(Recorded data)
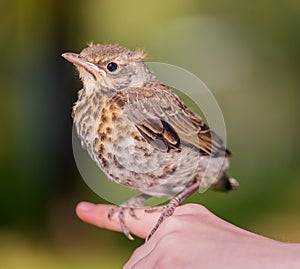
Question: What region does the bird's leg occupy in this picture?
[107,193,151,240]
[145,182,200,241]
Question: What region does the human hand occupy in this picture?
[76,202,300,269]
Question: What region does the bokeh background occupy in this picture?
[0,0,300,269]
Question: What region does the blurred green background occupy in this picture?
[0,0,300,268]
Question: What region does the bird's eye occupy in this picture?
[106,62,118,72]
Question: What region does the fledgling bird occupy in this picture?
[62,44,238,239]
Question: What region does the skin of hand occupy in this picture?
[76,202,300,269]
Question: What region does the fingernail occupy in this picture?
[77,202,95,211]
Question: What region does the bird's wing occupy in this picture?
[112,84,229,156]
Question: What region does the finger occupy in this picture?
[123,242,155,269]
[76,202,160,238]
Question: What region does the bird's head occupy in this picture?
[62,44,156,92]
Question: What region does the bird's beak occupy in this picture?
[61,52,106,76]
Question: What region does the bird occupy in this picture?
[62,43,239,240]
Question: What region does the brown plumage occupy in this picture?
[63,44,238,238]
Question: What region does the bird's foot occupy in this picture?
[145,182,199,241]
[145,197,180,241]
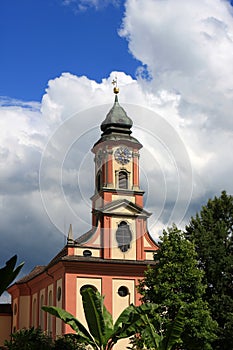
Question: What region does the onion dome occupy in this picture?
[101,95,133,135]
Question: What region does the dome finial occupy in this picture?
[112,76,120,95]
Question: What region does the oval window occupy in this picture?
[117,286,129,297]
[80,284,97,294]
[83,249,92,256]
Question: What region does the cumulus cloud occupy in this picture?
[62,0,120,11]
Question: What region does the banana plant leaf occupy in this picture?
[42,306,96,349]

THE PROBLEM: Convert the data above into a two-column CSV with the header row "request,answer", writing one row per request with its text and its answer each in a single quoted field and any line breaks replaced by spaces. Leave the pictures out.

COMPLETED EXERCISE:
request,answer
"Question: What region does the bird's leg occupy in this picture?","[107,193,151,240] [145,182,200,241]"
"Question: What region does the human hand occupy in this picture?","[76,202,300,269]"
"Question: What region does the bokeh background occupy in this picture?","[0,0,300,269]"
"Question: What region does the blurred green background occupy in this picture?","[0,0,300,268]"
"Question: What region does the bird's eye occupy in this picture?","[106,62,118,72]"
"Question: What region does the fledgling bird occupy in this picture?","[62,44,238,239]"
"Question: What region does the skin of hand occupy in this picture?","[76,202,300,269]"
"Question: What region does the fingernail occupy in this picture?","[77,202,95,211]"
"Question: What region does the bird's wing occupy in this picture?","[112,84,229,156]"
"Question: What region does the finger occupy in this picture?","[123,242,155,269] [76,202,160,238]"
"Question: What region does the bird's head occupy in this picture?","[62,44,156,92]"
"Question: What region does the bird's beak occupy in this picture?","[61,52,106,76]"
"Question: What region does the bird occupy in this picture?","[62,43,239,240]"
"Question: What region does the brown plumage occupy in this picture?","[63,44,238,238]"
"Question: What region does the bird's foot occupy in this picture?","[145,182,199,241] [145,197,180,241]"
"Question: What region does the onion dome occupy in this picture?","[101,95,133,135]"
"Question: What region does the dome finial occupy in this picture?","[112,76,120,95]"
"Question: What region does the oval window occupy in this picture?","[117,286,129,297] [80,284,97,294] [83,249,92,256]"
"Question: What region does the cumulus cloud occupy in this picture?","[62,0,120,11]"
"Question: What region does the banana plant leaf occupy in this picture?","[42,306,96,349]"